• [Penggalan Teks]
###
Mungkin juga tidak dapat apa-apa,
Sekiranya tak ada lagi surga dan neraka
Tinggal kau dan aku abadi mengembara.
(Sajak Corona dan Bumi Datar, Hal 55)
Menjadi penyair pun, sebagaimana dalam kosakata absurditas Albert Camus: kebahagiaan yang tragis–hadapi tanpa pernah menyerah; yang dalam sajak Eka Budianta tersurat ‘sampai kita tidak mengerti mengapa kematian tidak menghentikan sajak ini.’
Pembagian buku ini ke dalam dua kumpulan serta satu refleksi, bisa pula ditafsirkan secara demikian; sebagai semacam kesinambungan sejarah estetika keindahan dan sublimasi (katakanlah dari Longinus ke Edmund Burke, dari ketakjuban berlanjut kengerian). Terlebih, yang musti diakui puisi-puisi Eka Budianta dalam buku ini memang terbentang dalam jarak waktu yang cukup panjang. Kumpulan Pertama dalam buku ini sebelumnya pernah diterbitkan secara terbatas oleh Prodi Sastra Indonesia Fisip Unair bekerja sama Dewan Kesenian Surabaya, tahun 1990-an di bawah judul Aku dan Surabaya.
###
• [Data yang Diberikan]
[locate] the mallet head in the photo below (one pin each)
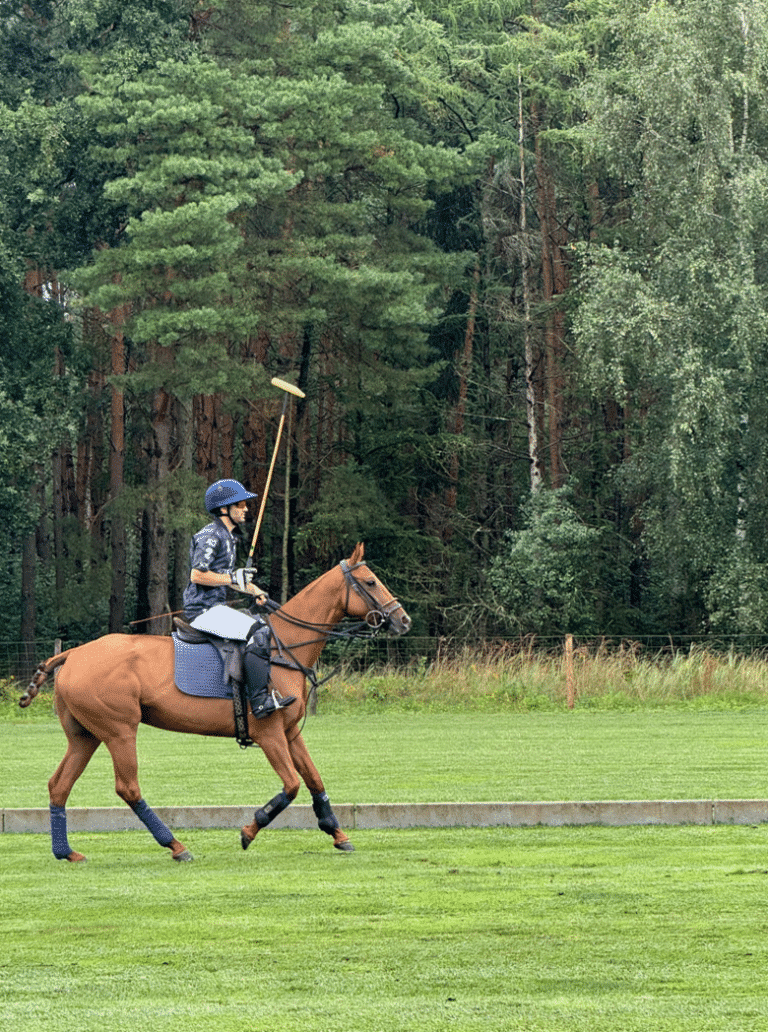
###
• [Tugas]
1/ Sebutkan semua nama orang yang disebut dalam penggalan teks tentang puisi Eka Budianta.
2/ Tuliskan lanjutan penggalan teks tentang buku puisi Eka Budianta, dimulai tepat setelah kalimat terakhirnya.

• [Jawaban]
1/ Albert Camus, Eka Budianta, Longinus, Edmund Burke

2/
Sementara Kumpulan Kedua, sebelum ditutup refleksi dari sang penyair, dapat dikatakan adalah puisi-puisi Eka Budianta yang terbaru rentang penulisan tahun 2016-2022. Meski demikian, pembacaan sejarah estetika keindahan dan sublimasi dalam sajak-sajak Eka Budianta tak semata-mata terwakili oleh pengelompokan dua kumpulan. Hal ini mengingat, pada kenyataanya Eka Budianta juga menulis sajak-sajak yang katakanlah ‘religious’ yang di ranah seni sastra utamanya puisi lebih mendekati sublimasi sajak ‘sufistik’ ketimbang definisi-definisi kesubliman sebelumnya. Misal, ketika membincang keabadian. Memang agak konseptual dan bahkan tak dapat dikomunikasikan, oleh karena sebagaimana kata Lyotard menggunakan perspektif yang tak terbatas—sub specie aeternitatis.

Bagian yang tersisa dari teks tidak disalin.